# Iphone 6s probleme de Bluetooth avec enceinte UE Boom



## igorstrav (10 Novembre 2015)

Bonjour,mon  Iphone 6s semble avoir des problemes de Bluetooth , il ne reconnait pas l'enceinte UE Boom alors que mon "vieux" Iphone 5 n a aucun problème pour se connecter.J ai envoyé une question à ce sujet chez UE et j attends leur réponse (j'ai updaté l'enceinte avec le dernier OS de chez UE et ça ne change rien) . De chez qui vient le problème ? iphone ou UE ? avez vous eu des problèmes de Blue booth vous aussi?
Mon Mac Book Air de 2010  ne reconnait jamais rien par Bluetooth !!
Merci pour vos réponses


----------



## wip (10 Novembre 2015)

Iphone 6 et UE Boom 2, j'ai pas eu de souci.


----------



## Membre supprimé 2 (24 Novembre 2015)

Bonjour igorstrav, j'ai le même problème que vous. J'ai un nouveau iphone 6S que j'essaie désespérément d'appairer via bluetooth à mon UE boom (qui doit être la version 1) et il ne le détecte pas. Avez-vous eu une réponse de chez UE ou apple ? J'adore les nouvelles technologies mais si chaque fois que je change de téléphone faut changer aussi la station de musique ils vont nous rendre fou !!! (il avait déjà fallu racheter un appareil quand le type de connecteur apple avait changé de format...)


----------



## igorstrav (25 Novembre 2015)

hello 
oui , il m a suffit de faire un reset et tout est OK
reset: on tient le bouton power et le "moins" (volume - moins)  10 secondes si je me souviens bien


----------



## Membre supprimé 2 (25 Novembre 2015)

merci pour l'info  Je n'ai pas eu le temps hier soir de revenir sur le forum mais j'allais écrire la même chose que vous. Mon mari a trouvé la solution avec le reset dès qu'il est rentré du travail.


----------



## igorstrav (24 Décembre 2015)

Bonjour. J ai achete une UE boom 2 qui se connecte sans pb avec iphone 6s . Du coup mon ue boom 1 ne se connecte plus avec l iphone 6s ni avec le 5s ...mais marche avec  un macbook pro de 2012 . Penible


----------



## igorstrav (29 Décembre 2015)

Sans solution . Le Bluetooth est une technologie pas très fiable ...


----------



## Deleted member 284611 (29 Décembre 2015)

C'est un problème de code d'identification... Je m'explique: lors d'une synchronisation Bluetooth, une clef est générée. Cette clef sert à sécuriser la connexion... Elle est unique par appareil...

Si tu synchronise avec un autre appareil, la clef change, l'appareil initialement synchroniser n'y arrive plus... Un seul appareil reconnu à la fois!

Pour retrouver la connexion, il faut aller dans le menu Bluetooth et faire "oublier cet appareil". La clef d'authentification est alors supprimée... Et une nouvelle synchronisation peut alors être faite...meme problème avec mon clavier Logitech Keys to Go... Une fois que l'on a compris, ça va tout seul...

(Enregistrements de coordonnées annotés)
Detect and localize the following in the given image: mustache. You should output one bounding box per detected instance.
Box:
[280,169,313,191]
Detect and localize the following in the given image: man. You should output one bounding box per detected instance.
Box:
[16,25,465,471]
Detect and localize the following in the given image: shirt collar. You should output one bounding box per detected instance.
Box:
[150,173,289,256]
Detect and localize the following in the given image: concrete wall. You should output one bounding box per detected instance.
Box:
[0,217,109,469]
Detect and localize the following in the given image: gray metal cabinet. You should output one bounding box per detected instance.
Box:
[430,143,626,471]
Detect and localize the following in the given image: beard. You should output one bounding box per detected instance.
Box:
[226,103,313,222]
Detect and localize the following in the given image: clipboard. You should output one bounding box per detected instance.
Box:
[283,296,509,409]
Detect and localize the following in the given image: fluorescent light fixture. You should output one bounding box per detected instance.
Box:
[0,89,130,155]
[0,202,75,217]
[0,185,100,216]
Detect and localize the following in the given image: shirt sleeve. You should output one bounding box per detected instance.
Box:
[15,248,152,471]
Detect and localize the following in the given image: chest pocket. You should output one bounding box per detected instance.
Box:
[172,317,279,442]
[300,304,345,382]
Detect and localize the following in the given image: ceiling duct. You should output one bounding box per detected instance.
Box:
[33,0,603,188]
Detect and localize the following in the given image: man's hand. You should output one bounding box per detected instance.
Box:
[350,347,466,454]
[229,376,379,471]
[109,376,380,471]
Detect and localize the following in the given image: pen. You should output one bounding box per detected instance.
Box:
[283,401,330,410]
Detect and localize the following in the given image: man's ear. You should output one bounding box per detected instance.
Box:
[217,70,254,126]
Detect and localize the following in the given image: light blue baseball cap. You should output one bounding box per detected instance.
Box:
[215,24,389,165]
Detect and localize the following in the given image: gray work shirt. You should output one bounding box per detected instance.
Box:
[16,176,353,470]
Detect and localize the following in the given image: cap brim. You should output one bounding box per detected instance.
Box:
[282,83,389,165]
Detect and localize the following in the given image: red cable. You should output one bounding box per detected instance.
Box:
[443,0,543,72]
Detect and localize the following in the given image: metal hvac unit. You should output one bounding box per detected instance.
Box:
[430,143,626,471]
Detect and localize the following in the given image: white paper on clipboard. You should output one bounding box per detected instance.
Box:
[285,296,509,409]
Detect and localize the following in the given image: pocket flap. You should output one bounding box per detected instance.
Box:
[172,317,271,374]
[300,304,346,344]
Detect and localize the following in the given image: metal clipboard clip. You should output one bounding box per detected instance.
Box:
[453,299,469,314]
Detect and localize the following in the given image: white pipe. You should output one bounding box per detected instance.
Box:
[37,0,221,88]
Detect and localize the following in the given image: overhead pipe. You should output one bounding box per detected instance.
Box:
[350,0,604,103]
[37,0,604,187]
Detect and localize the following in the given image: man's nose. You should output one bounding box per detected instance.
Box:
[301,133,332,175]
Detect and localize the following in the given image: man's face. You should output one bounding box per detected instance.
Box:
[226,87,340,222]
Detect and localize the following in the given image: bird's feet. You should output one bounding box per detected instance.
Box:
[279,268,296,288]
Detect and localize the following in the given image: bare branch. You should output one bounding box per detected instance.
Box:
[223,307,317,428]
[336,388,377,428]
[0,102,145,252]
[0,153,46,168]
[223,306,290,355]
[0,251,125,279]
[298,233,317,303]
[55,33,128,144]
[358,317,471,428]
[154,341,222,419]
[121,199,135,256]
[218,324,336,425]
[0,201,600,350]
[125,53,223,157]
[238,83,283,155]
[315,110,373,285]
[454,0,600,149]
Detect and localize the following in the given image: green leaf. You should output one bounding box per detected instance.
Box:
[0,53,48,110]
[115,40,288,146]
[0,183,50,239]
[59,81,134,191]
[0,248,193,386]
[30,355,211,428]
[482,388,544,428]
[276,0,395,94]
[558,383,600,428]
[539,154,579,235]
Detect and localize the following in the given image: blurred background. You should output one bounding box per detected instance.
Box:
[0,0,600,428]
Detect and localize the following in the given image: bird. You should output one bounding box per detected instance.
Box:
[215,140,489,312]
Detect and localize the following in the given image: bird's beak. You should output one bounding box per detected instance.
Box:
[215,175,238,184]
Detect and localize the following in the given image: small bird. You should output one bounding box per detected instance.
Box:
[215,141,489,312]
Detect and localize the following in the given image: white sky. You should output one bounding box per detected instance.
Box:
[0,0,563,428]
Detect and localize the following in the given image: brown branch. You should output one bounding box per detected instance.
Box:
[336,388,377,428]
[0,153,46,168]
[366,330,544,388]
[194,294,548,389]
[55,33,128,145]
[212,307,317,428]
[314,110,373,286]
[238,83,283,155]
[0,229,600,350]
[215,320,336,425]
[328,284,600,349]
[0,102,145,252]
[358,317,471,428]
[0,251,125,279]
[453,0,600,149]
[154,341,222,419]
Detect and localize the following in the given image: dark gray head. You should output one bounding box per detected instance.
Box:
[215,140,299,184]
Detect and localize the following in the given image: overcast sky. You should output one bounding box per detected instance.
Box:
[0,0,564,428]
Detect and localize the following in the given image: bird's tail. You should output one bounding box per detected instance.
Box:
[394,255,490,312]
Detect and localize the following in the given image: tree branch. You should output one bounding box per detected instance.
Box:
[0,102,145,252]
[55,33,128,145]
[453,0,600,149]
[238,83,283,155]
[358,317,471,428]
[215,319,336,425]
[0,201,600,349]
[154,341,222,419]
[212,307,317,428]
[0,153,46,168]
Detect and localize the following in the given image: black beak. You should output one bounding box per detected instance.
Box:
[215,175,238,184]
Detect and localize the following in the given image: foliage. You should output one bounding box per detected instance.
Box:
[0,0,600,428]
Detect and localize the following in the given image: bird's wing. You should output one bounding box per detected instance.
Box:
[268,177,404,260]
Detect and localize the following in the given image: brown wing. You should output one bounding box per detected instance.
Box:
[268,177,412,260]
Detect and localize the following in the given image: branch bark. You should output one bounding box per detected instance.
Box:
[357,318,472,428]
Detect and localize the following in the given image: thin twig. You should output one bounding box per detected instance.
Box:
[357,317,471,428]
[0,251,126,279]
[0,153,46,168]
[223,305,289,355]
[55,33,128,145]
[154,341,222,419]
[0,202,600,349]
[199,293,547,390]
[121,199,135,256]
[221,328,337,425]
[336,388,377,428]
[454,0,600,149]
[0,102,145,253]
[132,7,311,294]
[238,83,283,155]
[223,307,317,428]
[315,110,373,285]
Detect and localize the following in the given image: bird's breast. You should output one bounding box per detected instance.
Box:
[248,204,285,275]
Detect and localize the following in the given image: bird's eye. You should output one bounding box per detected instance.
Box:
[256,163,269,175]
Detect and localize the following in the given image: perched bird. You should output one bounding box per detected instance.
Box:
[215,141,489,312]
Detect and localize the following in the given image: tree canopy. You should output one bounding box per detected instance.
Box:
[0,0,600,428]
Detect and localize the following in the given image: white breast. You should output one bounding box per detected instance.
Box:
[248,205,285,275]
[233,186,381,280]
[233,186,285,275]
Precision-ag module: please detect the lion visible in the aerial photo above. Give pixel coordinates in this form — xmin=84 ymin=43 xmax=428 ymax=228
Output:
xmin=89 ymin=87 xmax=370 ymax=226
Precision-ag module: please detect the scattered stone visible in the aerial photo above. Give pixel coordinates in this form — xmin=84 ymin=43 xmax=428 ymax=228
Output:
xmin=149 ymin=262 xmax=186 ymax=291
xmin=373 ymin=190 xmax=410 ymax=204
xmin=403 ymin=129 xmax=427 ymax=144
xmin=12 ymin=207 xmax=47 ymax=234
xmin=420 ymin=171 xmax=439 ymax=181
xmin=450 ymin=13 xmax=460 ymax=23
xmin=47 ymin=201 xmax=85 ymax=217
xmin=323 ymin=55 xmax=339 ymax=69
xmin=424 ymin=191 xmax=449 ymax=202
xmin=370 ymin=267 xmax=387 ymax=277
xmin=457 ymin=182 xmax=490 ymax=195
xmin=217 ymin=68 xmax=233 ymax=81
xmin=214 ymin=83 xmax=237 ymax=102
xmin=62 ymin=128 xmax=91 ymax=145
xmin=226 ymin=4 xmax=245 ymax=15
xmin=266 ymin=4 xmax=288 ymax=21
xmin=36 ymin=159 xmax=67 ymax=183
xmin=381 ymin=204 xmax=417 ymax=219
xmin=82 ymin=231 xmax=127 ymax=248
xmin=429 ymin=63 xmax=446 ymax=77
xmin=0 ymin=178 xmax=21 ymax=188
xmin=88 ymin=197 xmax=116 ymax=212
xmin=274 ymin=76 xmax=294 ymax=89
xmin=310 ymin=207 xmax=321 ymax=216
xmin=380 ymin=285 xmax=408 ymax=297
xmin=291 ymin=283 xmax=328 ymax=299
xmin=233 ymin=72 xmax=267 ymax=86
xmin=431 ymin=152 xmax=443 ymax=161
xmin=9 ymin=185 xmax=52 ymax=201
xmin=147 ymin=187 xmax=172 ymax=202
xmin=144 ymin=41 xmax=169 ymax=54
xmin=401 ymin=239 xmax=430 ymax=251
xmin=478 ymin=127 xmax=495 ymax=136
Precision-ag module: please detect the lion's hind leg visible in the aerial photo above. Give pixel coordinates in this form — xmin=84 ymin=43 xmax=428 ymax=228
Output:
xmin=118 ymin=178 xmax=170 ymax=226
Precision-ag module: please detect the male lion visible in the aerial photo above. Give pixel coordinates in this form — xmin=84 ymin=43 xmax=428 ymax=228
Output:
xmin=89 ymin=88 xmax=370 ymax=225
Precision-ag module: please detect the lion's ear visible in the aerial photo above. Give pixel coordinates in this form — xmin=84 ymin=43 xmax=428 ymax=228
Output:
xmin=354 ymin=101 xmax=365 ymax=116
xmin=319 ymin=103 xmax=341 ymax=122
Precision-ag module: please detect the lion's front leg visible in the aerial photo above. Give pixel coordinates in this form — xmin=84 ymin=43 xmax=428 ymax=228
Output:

*Consignes:*
1. Dans le fil de discussion, reprenez sous forme de liste le paragraphe qui commence par « Pour retrouver la connexion » en gardant ses faits principaux.
2. Dans les enregistrements, commencez à la ligne qui contient "Detect and localize the following in the given image: pocket" et arrêtez-vous après celle qui contient "[37,0,221,88]". Mettez ces lignes sous forme de liste JSON de chaînes, une chaîne par ligne, sans les lignes vides.

*Réponses par consigne:*
1.
- Pour retrouver la connexion, aller dans le menu Bluetooth et choisir « oublier cet appareil ».
- La clef d'authentification est alors supprimée et une nouvelle synchronisation peut être faite.
- Même problème avec le clavier Logitech Keys to Go.
- Une fois que l'on a compris, ça va tout seul.

2.
[
  "Detect and localize the following in the given image: pocket flap. You should output one bounding box per detected instance.",
  "Box:",
  "[172,317,271,374]",
  "[300,304,346,344]",
  "Detect and localize the following in the given image: metal clipboard clip. You should output one bounding box per detected instance.",
  "Box:",
  "[453,299,469,314]",
  "Detect and localize the following in the given image: white pipe. You should output one bounding box per detected instance.",
  "Box:",
  "[37,0,221,88]"
]